SHORT EXERCISE:
Put the listing below into a JSON list of strings, with each line as its own string. Omit blank lines and the pictures.

Contour annotation records:
'''
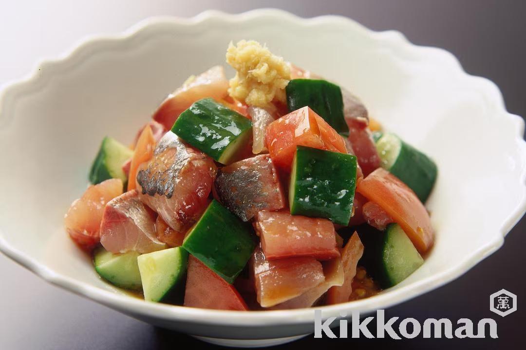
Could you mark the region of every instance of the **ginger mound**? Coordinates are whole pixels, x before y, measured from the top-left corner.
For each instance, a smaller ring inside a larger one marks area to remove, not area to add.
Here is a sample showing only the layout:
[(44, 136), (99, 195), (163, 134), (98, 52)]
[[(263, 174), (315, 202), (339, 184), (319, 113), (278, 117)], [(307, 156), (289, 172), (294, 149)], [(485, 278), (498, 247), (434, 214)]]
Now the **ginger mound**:
[(257, 107), (268, 107), (274, 100), (285, 102), (290, 67), (282, 57), (257, 41), (242, 40), (236, 46), (230, 43), (226, 58), (237, 71), (229, 82), (231, 97)]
'''
PROBLEM SOLUTION:
[
  "Could you mark the region of every instance of the **ginger mound**? Coordinates are whole pixels, x before y, measured from the top-left corner.",
  "For each instance, a smaller ring inside a larger one marks area to remove, not area to add.",
  "Here is a sample showing only the layout:",
  "[(44, 136), (99, 195), (163, 134), (98, 52)]",
  "[[(263, 174), (315, 202), (339, 184), (319, 113), (278, 117)], [(307, 156), (289, 172), (294, 149)], [(485, 278), (498, 247), (434, 214)]]",
  "Now the **ginger mound**:",
  "[(257, 107), (268, 107), (274, 100), (285, 102), (290, 67), (282, 57), (257, 41), (242, 40), (236, 46), (230, 43), (226, 58), (237, 71), (229, 82), (231, 97)]"
]